(Beginning of Text shown)
Case Watch: A Victory for Refugee Protection in Europe

In our “Case Watch” reports, lawyers at the Open Society Justice Initiative provide quick-hit analysis of  notable court decisions and cases that relate to their work to advance human rights law around the world.

This is the story of M.S.S.

M.S.S. worked as an interpreter for international troops in Kabul. Then, in 2008, when he found himself the target of a Taliban assassination attempt, he fled the country. From Afghanistan, he traveled through Iran and Turkey and arrived, finally, in Greece, where he was arrested for illegal entry. He was released a week later and ordered to leave the country.

Rather than seeking status in Greece, M.S.S. continued on to Belgium, where he applied for asylum. He said that he had chosen Belgium “after meeting some Belgian NATO soldiers, who had seemed very friendly.”

Instead, when M.S.S. got to Belgium, he encountered full force one of the great myths surrounding European refugee protection.

When the Belgian authorities learned that M.S.S. had come through Greece, they decided, rather than deal with his asylum request themselves, that they would send him back there.

Belgium was entitled to do so because European Union law provides that the EU country an asylum seeker first enters is responsible for dealing with any asylum request. This system was initially put in place to ensure a better and fairer distribution of asylum seekers among EU members and to prevent certain countries from being overburdened.

The policy is based on the understanding that across the EU resources for asylum seekers are essentially equivalent. That understanding, unfortunately, is wrong. And in practice, the system has given richer EU countries a mechanism for pawning off their asylum seekers on usually poorer countries and abandoning them to often disgraceful circumstances.

The shortcomings of the Greek system, in particular, are no secret. Greece has a backlog of about 44,000 asylum cases, no functioning system for legal aid, and asylum seekers commonly endure inhuman detention conditions.

Given that, M.S.S. asked Belgium to consider his asylum claim and admit him as a refugee. Belgium refused and sent back him to Greece.

In Athens, M.S.S. was immediately apprehended at the airport. He was held in an overcrowded prison, locked up in a cramped space with 20 other detainees, and given access to toilets only at the discretion of the guards. He was not allowed out into the open air, given very little to eat, and slept either on a dirty mattress or on the bare floor.

After three days he was released, without any housing, social or medical care or any other support or means of subsistence. He was told that to pursue his asylum request he would have to report to the police and provide them with an address. But with nowhere to live, he slept in a park in central Athens alongside other Afghan asylum seekers.

With the help of a Belgian lawyer—who stayed in contact after his client was shuttled back to Greece—M.S.S. filed complaints before the European Court of Human Rights against both Belgium and Greece. The complaint against Greece concerned his treatment both in detention and following his release, as well as the risk of being deported to Afghanistan without having his asylum claim properly considered. The complaint against Belgium argued that by sending him to Greece, the Belgian authorities had subjected him to inhuman and degrading treatment. He claimed that the procedure Belgium followed did not provide him proper protection against the treatment he subsequently received in Greece.
(End of Text shown)
**Activity 1**
Extract from the refugee protection text the part that opens with the words containing "M.S.S. worked as" and closes with "him back there.", copying it word for word.
**Activity 2**
Extend the M.S.S. refugee protection account from where it stops.
(Beginning of Extracted data)
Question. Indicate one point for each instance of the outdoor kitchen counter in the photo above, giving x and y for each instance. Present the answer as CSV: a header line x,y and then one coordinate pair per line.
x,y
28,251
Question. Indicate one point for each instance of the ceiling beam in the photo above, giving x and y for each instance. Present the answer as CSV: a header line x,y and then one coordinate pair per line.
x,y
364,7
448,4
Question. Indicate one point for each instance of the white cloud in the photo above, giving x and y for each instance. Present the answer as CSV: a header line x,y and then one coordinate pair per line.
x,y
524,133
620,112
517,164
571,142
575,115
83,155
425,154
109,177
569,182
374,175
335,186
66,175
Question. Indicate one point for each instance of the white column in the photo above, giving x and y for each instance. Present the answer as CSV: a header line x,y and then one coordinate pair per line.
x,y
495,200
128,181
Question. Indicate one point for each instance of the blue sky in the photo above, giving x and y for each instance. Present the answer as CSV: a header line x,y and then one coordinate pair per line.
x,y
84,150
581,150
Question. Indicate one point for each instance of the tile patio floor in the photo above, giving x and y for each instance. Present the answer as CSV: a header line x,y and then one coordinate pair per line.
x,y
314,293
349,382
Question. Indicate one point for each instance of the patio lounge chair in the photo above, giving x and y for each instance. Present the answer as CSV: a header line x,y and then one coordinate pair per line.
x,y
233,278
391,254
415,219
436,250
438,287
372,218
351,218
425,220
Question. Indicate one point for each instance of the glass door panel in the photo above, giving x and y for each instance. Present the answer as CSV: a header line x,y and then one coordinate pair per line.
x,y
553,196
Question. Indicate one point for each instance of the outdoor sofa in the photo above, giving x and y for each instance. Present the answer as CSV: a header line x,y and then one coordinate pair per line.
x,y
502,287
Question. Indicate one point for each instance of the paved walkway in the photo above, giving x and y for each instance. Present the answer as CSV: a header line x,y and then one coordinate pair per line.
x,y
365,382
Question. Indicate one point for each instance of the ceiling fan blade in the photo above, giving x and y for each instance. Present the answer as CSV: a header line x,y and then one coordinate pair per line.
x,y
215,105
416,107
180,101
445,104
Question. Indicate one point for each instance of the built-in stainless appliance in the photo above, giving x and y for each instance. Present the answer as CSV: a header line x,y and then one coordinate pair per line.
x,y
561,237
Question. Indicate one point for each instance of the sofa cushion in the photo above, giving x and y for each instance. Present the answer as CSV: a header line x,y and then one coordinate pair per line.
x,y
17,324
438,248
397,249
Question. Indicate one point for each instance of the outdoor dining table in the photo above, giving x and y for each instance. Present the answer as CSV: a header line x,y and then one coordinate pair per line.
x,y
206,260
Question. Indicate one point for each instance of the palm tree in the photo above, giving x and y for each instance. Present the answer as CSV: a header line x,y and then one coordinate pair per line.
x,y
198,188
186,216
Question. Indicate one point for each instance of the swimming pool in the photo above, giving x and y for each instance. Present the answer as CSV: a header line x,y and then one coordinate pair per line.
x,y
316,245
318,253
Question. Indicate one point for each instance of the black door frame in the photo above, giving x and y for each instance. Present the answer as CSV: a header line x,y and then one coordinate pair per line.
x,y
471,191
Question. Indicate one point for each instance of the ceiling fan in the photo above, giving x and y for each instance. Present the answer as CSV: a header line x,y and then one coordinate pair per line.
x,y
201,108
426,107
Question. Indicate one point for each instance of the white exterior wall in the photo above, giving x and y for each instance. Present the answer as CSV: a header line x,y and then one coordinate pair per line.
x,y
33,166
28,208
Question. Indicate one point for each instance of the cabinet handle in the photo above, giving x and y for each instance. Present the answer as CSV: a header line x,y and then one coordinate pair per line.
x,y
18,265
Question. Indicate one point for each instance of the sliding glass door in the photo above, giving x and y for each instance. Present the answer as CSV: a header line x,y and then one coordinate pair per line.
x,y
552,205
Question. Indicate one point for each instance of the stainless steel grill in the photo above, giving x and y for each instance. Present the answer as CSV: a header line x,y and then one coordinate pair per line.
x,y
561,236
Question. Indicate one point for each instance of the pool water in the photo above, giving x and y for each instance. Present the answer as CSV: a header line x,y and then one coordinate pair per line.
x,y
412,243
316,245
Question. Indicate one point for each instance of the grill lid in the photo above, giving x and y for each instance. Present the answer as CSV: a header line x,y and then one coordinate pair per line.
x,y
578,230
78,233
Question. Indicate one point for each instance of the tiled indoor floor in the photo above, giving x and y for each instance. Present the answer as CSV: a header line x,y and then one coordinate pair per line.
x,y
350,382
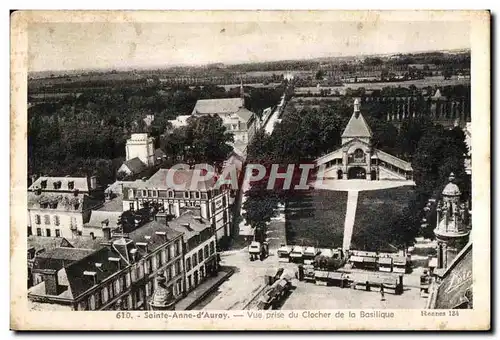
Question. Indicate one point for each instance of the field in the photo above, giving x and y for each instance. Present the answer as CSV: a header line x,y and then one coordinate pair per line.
x,y
376,217
316,218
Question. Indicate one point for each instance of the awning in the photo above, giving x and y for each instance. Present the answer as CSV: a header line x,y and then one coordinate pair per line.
x,y
385,260
356,259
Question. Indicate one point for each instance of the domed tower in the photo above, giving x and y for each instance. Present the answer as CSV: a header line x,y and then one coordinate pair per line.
x,y
162,298
452,228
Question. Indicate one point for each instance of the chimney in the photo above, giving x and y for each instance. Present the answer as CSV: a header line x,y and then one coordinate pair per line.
x,y
51,281
116,261
93,275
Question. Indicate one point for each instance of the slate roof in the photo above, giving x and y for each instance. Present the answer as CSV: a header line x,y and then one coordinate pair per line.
x,y
84,242
79,283
114,205
42,242
99,216
217,106
384,156
158,153
155,241
357,127
195,226
135,165
79,183
59,257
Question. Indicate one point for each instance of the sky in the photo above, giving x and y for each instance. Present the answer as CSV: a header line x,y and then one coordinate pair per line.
x,y
70,46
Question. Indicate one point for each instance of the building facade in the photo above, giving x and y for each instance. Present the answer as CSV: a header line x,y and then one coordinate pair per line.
x,y
60,206
140,145
452,224
358,159
119,276
204,199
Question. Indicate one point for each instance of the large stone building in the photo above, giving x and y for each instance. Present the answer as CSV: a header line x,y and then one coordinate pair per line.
x,y
200,252
452,225
358,159
140,145
120,275
204,199
238,120
60,206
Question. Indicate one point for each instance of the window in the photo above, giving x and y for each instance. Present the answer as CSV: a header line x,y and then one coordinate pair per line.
x,y
104,294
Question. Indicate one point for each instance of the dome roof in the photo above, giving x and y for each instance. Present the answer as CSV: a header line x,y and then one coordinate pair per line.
x,y
451,189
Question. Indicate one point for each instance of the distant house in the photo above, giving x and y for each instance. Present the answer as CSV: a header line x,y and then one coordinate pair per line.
x,y
59,206
236,118
133,166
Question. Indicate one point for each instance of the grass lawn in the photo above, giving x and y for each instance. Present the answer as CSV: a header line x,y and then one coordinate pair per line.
x,y
316,218
377,214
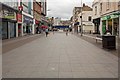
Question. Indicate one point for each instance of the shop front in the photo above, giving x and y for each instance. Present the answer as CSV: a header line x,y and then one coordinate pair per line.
x,y
27,25
96,25
110,23
8,22
19,21
37,26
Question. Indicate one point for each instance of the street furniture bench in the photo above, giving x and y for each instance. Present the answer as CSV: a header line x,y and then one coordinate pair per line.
x,y
98,38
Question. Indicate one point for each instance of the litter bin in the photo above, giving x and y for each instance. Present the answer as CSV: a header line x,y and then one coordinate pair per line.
x,y
109,42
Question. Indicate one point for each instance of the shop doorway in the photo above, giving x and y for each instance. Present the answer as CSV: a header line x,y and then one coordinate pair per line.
x,y
19,29
103,27
110,26
4,30
116,26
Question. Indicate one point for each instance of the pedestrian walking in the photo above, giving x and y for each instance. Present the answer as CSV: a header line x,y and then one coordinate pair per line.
x,y
46,32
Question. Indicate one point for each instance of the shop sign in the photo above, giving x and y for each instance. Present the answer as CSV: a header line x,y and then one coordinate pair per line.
x,y
109,17
8,14
28,19
19,17
20,8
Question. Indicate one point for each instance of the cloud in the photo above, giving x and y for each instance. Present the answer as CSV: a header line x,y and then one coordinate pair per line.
x,y
63,8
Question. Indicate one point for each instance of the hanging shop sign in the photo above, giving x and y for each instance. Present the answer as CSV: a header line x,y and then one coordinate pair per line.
x,y
110,16
27,19
8,14
36,21
19,17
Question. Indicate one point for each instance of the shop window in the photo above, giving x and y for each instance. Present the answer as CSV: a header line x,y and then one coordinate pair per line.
x,y
100,7
95,10
108,4
89,18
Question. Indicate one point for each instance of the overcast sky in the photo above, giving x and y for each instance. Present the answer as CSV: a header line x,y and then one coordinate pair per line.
x,y
64,8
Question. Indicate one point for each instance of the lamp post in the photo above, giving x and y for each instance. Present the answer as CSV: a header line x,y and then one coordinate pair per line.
x,y
81,20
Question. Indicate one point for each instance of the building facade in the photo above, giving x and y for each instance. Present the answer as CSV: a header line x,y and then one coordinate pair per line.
x,y
106,17
96,16
27,18
9,21
75,21
87,25
37,14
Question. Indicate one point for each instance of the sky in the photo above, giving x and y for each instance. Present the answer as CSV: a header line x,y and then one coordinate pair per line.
x,y
64,8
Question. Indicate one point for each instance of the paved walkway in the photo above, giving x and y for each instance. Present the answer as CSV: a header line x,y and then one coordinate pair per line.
x,y
13,43
59,56
91,39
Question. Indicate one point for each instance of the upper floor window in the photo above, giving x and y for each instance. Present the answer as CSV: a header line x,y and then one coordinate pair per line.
x,y
89,18
95,10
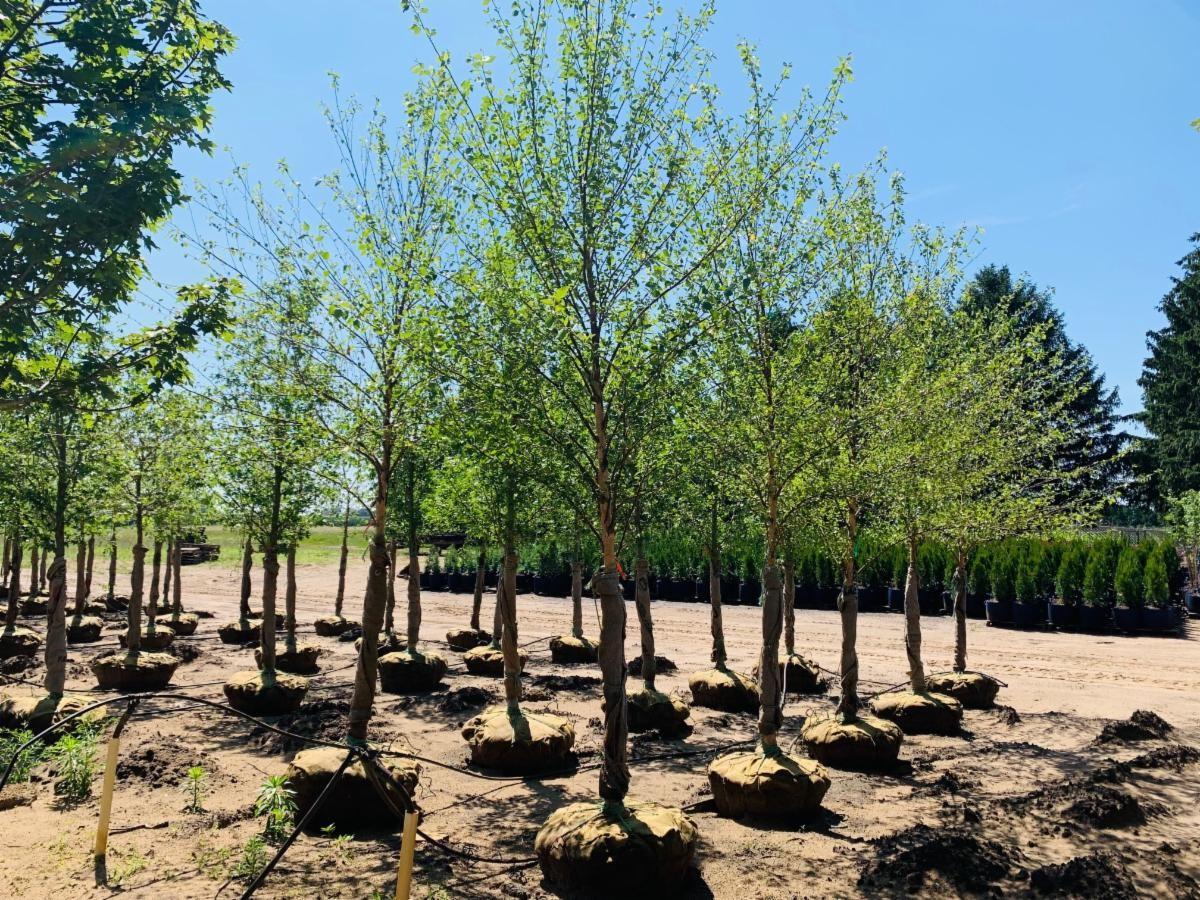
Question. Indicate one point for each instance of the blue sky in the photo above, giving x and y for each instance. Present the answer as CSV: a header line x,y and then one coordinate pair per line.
x,y
1061,129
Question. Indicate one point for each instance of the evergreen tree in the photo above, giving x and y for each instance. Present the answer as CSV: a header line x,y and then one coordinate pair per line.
x,y
1169,382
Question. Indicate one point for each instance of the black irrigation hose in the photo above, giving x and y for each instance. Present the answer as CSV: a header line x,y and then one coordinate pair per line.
x,y
295,832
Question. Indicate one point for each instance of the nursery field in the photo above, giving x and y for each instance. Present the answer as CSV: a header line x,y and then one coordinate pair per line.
x,y
1055,791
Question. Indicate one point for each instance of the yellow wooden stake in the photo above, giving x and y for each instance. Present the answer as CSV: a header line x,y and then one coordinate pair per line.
x,y
106,797
407,847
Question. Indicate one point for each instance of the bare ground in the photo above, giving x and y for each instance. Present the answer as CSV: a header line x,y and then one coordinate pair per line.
x,y
1026,802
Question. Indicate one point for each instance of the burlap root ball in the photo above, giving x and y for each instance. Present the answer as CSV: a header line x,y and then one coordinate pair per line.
x,y
184,624
19,642
519,743
865,743
303,660
971,689
725,690
654,711
84,629
570,649
921,713
333,625
403,672
249,693
661,664
354,804
123,671
241,631
747,783
490,661
39,713
157,640
641,850
467,639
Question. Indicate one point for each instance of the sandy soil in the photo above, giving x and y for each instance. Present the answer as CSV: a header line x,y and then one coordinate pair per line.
x,y
1026,801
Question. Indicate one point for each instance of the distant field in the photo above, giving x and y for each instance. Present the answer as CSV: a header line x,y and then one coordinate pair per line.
x,y
319,547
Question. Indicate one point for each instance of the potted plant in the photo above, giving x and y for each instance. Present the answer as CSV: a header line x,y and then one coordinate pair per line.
x,y
978,585
1003,589
750,588
1029,610
1157,613
1131,587
1069,587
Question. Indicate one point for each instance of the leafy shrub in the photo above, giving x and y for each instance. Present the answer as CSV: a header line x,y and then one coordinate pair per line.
x,y
1156,588
979,575
1072,569
1003,577
1131,575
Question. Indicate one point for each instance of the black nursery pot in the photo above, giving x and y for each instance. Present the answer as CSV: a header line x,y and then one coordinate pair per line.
x,y
1026,615
749,592
1000,612
1159,619
1095,618
1063,615
1127,619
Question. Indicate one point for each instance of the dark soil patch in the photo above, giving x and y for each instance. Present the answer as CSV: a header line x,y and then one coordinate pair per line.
x,y
1143,725
159,765
1099,876
917,858
565,683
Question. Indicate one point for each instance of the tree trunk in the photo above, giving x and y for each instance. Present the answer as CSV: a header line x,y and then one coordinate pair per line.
x,y
645,622
89,567
340,600
81,576
133,639
169,553
477,601
960,612
177,576
771,715
714,593
373,601
289,599
389,622
10,619
576,599
912,622
33,570
509,633
789,606
247,562
847,609
112,564
155,571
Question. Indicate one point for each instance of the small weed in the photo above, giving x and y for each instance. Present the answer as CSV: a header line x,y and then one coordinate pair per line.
x,y
75,762
10,741
253,858
195,789
276,801
126,867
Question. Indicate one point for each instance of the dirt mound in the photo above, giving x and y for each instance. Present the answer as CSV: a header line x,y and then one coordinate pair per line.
x,y
160,765
460,700
1143,725
917,858
1099,876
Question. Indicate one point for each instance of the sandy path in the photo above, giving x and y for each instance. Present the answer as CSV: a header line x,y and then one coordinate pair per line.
x,y
1061,685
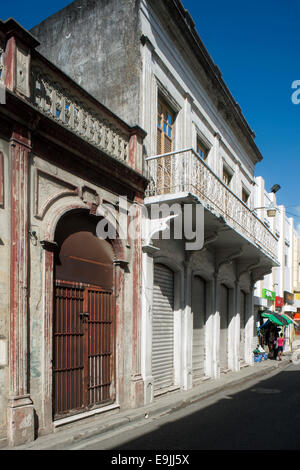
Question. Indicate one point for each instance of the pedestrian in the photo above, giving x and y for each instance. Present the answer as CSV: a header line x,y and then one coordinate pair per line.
x,y
280,342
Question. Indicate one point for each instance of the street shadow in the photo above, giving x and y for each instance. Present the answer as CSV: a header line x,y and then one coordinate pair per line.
x,y
266,416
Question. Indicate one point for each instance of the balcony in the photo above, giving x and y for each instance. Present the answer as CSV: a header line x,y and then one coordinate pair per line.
x,y
184,172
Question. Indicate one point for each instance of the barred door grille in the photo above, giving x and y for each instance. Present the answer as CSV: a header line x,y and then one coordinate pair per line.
x,y
82,348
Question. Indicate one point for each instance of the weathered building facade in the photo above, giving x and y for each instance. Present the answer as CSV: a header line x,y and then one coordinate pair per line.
x,y
183,312
197,304
69,308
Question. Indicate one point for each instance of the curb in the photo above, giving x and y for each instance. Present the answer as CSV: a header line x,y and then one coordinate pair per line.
x,y
67,437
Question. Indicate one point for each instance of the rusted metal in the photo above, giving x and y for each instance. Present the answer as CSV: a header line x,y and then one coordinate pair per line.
x,y
83,347
83,340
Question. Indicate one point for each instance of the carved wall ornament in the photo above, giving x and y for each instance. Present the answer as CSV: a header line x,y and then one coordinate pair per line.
x,y
48,189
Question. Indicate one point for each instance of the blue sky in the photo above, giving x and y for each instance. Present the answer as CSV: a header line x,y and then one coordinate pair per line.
x,y
256,47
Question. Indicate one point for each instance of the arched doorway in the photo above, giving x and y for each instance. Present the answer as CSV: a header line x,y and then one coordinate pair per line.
x,y
83,327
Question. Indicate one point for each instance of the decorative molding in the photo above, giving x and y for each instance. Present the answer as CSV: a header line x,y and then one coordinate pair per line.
x,y
48,189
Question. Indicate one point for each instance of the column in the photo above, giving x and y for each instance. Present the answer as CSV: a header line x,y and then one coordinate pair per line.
x,y
20,413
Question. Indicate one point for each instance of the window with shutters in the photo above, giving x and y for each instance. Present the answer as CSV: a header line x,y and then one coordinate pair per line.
x,y
227,176
245,196
165,128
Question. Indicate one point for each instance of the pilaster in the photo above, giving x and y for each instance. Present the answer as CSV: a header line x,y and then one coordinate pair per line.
x,y
20,414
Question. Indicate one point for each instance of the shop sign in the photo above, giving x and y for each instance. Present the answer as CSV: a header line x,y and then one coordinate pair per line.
x,y
268,294
288,298
279,302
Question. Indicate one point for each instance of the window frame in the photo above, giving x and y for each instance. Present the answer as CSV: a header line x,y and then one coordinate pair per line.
x,y
164,126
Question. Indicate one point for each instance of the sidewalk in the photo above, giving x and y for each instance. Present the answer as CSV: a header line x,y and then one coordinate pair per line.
x,y
102,425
(End of Extracted data)
**Final answer 1**
M.S.S. worked as an interpreter for international troops in Kabul. Then, in 2008, when he found himself the target of a Taliban assassination attempt, he fled the country. From Afghanistan, he traveled through Iran and Turkey and arrived, finally, in Greece, where he was arrested for illegal entry. He was released a week later and ordered to leave the country.

Rather than seeking status in Greece, M.S.S. continued on to Belgium, where he applied for asylum. He said that he had chosen Belgium “after meeting some Belgian NATO soldiers, who had seemed very friendly.”

Instead, when M.S.S. got to Belgium, he encountered full force one of the great myths surrounding European refugee protection.

When the Belgian authorities learned that M.S.S. had come through Greece, they decided, rather than deal with his asylum request themselves, that they would send him back there.

**Final answer 2**
The case became a flashpoint for the EU, with a range of member states intervening before the ECHR in support of Belgium and Greece—all trying to maintain the myth that human rights and refugee protection is the same across the union. They sought to maintain the fiction in the face of the steady stream of reports from a range of human rights organizations— the UNHCR, Amnesty, Human Rights Watch, Medecins Sans Frontières, the Council of Europe’s own Human Rights Commissioner—about appalling conditions and profoundly unfair asylum procedures in many EU countries.

Last week the myth was finally, formally, debunked. The ECHR issued a landmark judgment in favor of M.S.S., significantly strengthening protection of refugees in Europe.

The ECHR found that the conditions to which M.S.S. was subjected—his initial detention and his subsequent lack of subsistence, medical care and housing support—constituted inhuman and degrading treatment. It underlined that asylum seekers are a particularly underprivileged and vulnerable population group in need of special protection.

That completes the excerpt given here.